DATA SUPPLIED:

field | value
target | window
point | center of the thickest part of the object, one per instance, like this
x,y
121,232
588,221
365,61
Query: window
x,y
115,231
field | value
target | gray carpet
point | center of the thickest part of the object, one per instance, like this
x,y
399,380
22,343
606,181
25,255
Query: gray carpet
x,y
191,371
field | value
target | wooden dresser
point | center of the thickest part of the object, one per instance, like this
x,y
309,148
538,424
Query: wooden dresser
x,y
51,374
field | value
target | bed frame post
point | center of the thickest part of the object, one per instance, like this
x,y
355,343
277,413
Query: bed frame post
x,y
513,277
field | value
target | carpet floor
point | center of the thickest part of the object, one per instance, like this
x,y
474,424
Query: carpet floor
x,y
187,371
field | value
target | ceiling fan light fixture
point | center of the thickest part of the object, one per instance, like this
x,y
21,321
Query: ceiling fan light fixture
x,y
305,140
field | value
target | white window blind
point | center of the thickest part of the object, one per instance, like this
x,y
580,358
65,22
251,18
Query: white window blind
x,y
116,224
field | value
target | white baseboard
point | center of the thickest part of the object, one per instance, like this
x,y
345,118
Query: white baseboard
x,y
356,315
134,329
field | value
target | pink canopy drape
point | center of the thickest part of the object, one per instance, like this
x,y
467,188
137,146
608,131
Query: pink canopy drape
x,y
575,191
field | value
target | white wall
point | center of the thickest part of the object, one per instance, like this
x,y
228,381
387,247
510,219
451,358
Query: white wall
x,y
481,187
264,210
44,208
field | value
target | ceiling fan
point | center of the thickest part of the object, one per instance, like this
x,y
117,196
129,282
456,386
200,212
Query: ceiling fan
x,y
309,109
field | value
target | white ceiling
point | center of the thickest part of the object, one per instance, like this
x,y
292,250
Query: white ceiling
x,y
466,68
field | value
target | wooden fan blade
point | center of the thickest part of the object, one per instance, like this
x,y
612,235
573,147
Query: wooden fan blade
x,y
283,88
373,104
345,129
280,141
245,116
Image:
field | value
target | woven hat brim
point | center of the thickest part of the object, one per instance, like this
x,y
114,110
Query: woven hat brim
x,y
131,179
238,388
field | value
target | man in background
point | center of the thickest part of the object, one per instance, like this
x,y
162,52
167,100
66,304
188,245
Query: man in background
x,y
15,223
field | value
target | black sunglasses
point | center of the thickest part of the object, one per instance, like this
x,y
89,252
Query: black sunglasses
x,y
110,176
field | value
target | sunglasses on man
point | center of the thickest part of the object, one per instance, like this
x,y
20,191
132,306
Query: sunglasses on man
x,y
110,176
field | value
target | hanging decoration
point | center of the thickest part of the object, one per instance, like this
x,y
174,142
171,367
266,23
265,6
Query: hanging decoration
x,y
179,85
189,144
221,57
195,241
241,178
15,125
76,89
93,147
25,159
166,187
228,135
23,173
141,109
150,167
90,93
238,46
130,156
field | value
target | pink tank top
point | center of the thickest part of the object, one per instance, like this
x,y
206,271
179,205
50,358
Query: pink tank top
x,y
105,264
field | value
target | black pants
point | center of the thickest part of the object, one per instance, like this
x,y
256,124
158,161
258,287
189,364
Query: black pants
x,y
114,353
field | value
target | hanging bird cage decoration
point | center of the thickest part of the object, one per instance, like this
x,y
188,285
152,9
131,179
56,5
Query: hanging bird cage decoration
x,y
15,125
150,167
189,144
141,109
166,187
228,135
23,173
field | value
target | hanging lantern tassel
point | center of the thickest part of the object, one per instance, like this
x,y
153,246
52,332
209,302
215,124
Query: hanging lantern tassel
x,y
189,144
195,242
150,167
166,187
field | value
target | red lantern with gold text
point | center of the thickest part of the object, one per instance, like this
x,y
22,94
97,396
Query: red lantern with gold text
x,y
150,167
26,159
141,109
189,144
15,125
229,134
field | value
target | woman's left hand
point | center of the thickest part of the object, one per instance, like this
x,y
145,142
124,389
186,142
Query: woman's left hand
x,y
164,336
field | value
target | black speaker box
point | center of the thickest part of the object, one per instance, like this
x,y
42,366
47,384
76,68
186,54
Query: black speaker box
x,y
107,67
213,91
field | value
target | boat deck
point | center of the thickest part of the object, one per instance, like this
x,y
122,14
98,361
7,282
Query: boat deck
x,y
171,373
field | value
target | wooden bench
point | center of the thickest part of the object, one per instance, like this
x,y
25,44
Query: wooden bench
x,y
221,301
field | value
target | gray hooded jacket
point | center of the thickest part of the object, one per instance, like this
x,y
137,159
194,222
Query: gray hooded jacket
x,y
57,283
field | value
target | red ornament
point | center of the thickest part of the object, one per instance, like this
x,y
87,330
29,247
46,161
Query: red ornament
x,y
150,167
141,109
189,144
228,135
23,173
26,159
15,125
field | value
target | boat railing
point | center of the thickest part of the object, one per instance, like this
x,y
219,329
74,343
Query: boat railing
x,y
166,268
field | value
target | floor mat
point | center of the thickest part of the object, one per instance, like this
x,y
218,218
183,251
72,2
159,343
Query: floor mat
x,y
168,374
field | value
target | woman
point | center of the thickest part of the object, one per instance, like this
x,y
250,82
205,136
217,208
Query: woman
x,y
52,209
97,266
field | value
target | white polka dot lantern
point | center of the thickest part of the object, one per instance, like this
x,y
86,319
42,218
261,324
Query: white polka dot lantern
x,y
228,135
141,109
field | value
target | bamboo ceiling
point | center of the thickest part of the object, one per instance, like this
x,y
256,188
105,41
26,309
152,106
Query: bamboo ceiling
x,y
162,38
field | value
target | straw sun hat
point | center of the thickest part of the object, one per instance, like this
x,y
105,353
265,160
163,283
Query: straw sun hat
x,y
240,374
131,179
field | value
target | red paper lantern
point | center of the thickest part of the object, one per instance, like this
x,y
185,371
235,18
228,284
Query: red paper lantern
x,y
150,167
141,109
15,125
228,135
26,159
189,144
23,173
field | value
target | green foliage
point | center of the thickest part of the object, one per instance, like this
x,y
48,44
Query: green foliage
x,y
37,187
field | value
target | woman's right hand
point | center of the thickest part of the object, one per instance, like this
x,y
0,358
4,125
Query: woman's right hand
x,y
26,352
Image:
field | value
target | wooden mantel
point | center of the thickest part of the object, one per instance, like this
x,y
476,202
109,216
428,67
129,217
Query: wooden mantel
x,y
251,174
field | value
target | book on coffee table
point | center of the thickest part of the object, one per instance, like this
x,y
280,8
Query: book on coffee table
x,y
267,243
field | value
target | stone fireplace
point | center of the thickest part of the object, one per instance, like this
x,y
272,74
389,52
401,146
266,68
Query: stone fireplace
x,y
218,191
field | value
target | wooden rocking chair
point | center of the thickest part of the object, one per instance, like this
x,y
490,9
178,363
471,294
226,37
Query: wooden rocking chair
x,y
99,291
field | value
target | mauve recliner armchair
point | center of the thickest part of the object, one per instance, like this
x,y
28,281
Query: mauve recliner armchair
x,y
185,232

TASK DESCRIPTION: Beginning at the first line of the data above, retype each line until you reach the line containing "target | wooden dresser", and include that one too. Add nothing else.

ANSWER:
field | value
target | window
point | center of the thickest part of the object, one per instance, like this
x,y
121,232
588,221
365,61
Query: window
x,y
115,231
field | value
target | gray carpet
point | center of the thickest part of the object, one per instance, like this
x,y
399,380
22,343
606,181
25,255
Query: gray carpet
x,y
191,371
field | value
target | wooden dresser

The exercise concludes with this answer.